-- What the task requires --
Repeat every line of the material, character for character.

-- Supplied material --
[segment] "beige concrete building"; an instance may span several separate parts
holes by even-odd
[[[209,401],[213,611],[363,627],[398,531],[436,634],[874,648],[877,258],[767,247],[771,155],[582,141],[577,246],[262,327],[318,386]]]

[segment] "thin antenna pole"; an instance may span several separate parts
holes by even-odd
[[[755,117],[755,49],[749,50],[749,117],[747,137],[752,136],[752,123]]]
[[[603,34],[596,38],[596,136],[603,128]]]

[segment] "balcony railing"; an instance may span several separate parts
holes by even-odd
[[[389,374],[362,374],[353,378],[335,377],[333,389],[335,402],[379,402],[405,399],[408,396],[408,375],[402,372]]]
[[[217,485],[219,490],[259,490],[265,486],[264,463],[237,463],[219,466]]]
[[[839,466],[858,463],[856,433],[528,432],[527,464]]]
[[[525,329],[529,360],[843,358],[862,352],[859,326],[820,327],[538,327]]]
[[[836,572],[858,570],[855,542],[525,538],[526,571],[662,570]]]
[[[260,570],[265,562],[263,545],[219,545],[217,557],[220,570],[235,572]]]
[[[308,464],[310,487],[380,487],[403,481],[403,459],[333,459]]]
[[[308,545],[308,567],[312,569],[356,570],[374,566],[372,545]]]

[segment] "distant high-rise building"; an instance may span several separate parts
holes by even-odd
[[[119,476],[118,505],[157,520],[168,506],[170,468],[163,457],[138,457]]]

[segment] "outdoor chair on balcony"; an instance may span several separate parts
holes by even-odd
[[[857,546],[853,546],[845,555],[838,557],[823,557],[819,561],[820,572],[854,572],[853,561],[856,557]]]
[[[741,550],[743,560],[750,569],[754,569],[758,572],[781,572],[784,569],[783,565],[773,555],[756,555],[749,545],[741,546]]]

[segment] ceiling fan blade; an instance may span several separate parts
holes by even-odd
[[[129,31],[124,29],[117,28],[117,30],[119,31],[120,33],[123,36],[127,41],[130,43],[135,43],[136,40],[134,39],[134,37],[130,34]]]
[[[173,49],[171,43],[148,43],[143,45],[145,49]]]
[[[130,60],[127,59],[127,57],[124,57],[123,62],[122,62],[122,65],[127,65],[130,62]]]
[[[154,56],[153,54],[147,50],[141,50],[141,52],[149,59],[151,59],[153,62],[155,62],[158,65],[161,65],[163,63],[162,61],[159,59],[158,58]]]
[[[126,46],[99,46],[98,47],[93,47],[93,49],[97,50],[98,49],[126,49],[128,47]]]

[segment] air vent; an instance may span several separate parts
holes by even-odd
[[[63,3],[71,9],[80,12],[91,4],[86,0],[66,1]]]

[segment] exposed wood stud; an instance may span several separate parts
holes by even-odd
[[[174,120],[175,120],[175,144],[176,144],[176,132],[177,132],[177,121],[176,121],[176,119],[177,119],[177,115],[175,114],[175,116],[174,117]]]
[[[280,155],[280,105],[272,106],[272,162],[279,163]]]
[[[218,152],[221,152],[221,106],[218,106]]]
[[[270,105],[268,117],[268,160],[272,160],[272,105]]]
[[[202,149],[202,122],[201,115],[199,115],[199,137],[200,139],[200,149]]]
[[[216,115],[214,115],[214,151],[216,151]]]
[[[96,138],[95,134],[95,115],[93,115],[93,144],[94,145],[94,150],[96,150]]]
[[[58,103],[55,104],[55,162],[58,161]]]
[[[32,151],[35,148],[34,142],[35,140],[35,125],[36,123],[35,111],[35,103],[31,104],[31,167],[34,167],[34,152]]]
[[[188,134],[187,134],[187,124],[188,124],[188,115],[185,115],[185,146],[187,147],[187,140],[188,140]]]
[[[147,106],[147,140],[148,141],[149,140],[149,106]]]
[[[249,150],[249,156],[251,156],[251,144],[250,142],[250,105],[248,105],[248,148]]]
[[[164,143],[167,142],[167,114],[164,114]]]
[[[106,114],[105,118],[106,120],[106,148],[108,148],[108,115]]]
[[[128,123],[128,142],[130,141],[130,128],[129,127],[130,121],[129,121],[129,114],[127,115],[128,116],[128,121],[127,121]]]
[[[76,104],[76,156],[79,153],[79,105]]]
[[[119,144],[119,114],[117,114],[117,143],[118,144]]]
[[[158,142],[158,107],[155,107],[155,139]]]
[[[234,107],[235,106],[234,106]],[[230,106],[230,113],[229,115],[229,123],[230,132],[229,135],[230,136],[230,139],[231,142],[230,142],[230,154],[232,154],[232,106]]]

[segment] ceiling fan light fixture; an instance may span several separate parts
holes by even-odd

-- Solved problem --
[segment] "beige concrete building"; an instance may span several separate parts
holes by even-odd
[[[209,401],[213,611],[363,627],[398,531],[436,634],[874,648],[877,258],[767,247],[771,155],[582,141],[577,246],[262,327],[318,386]]]

[segment] "thin antenna pole"; an instance may span several separate parts
holes by even-odd
[[[755,117],[755,49],[749,50],[749,117],[747,137],[752,136],[752,123]]]
[[[603,34],[596,38],[596,136],[603,128]]]

[segment] "balcony railing"; an instance may span several separate parts
holes by even-odd
[[[389,374],[362,374],[353,378],[335,377],[333,389],[335,402],[379,402],[405,399],[408,396],[408,375],[402,372]]]
[[[217,485],[219,490],[259,490],[265,486],[264,463],[237,463],[219,466]]]
[[[839,466],[858,463],[856,433],[528,432],[527,464]]]
[[[525,329],[529,360],[843,358],[862,352],[859,326],[820,327],[538,327]]]
[[[836,572],[858,570],[855,542],[525,538],[526,571],[662,570]]]
[[[260,570],[265,562],[263,545],[219,545],[217,557],[220,570],[235,572]]]
[[[308,464],[310,487],[380,487],[403,481],[403,459],[333,459]]]
[[[308,545],[308,567],[312,569],[356,570],[374,566],[372,545]]]

[segment] "distant high-rise building"; an instance may span several separate parts
holes by even-odd
[[[119,476],[118,505],[157,520],[168,506],[170,468],[163,457],[138,457]]]

[segment] "outdoor chair on balcony"; an instance may span several separate parts
holes by even-odd
[[[857,546],[853,546],[845,555],[838,557],[823,557],[819,561],[820,572],[854,572],[853,561],[856,557]]]
[[[741,550],[743,560],[750,569],[754,569],[758,572],[781,572],[784,569],[783,565],[773,555],[756,555],[749,545],[741,546]]]

[segment] ceiling fan blade; an instance may span several separate parts
holes by even-odd
[[[129,31],[124,29],[117,28],[117,30],[119,31],[120,33],[123,36],[127,41],[130,43],[135,43],[136,40],[134,39],[134,37],[130,34]]]
[[[173,49],[171,43],[148,43],[143,45],[145,49]]]
[[[130,60],[127,59],[127,57],[124,57],[123,62],[122,62],[122,65],[127,65],[130,62]]]
[[[154,56],[153,54],[147,50],[141,50],[141,52],[149,59],[151,59],[153,62],[155,62],[158,65],[161,65],[163,63],[162,61],[159,59],[158,58]]]
[[[126,46],[99,46],[98,47],[93,47],[93,49],[97,50],[98,49],[126,49],[128,47]]]

[segment] air vent; an instance may span several separate parts
holes by even-odd
[[[63,3],[71,9],[80,12],[91,4],[86,0],[66,1]]]

[segment] exposed wood stud; an instance may span several separate parts
holes by even-odd
[[[174,120],[175,120],[175,144],[176,144],[176,132],[177,132],[177,121],[176,121],[176,119],[177,119],[177,115],[175,114],[175,116],[174,117]]]
[[[280,155],[280,105],[272,106],[272,162],[279,163]]]
[[[218,152],[221,152],[221,106],[218,106]]]
[[[270,105],[268,117],[268,160],[272,160],[272,105]]]
[[[202,149],[202,122],[201,115],[199,115],[199,137],[200,139],[200,149]]]
[[[216,115],[214,115],[214,151],[216,151]]]
[[[96,138],[95,134],[95,115],[93,115],[93,144],[94,145],[94,150],[96,150]]]
[[[58,103],[55,104],[55,162],[58,161]]]
[[[32,151],[35,148],[34,142],[35,140],[35,125],[36,123],[35,111],[35,103],[31,104],[31,167],[34,167],[34,152]]]
[[[188,134],[187,134],[187,124],[188,124],[188,115],[185,115],[185,146],[187,147],[187,140],[188,140]]]
[[[147,106],[147,140],[148,141],[149,140],[149,106]]]
[[[249,150],[249,156],[251,156],[251,144],[250,142],[250,105],[248,105],[248,148]]]
[[[164,143],[167,142],[167,114],[164,114]]]
[[[106,114],[105,118],[106,120],[106,148],[108,148],[108,115]]]
[[[128,123],[128,142],[130,141],[130,128],[129,127],[130,121],[129,121],[129,114],[127,115],[128,116],[128,121],[127,121]]]
[[[76,104],[76,156],[79,153],[79,105]]]
[[[119,144],[119,114],[117,114],[117,143],[118,144]]]
[[[158,142],[158,107],[155,107],[155,139]]]
[[[234,107],[235,106],[234,106]],[[230,106],[230,113],[229,115],[229,123],[230,132],[229,135],[230,136],[230,139],[231,142],[230,142],[230,154],[232,154],[232,106]]]

[segment] ceiling fan light fixture; an instance may span several separate parts
holes by even-odd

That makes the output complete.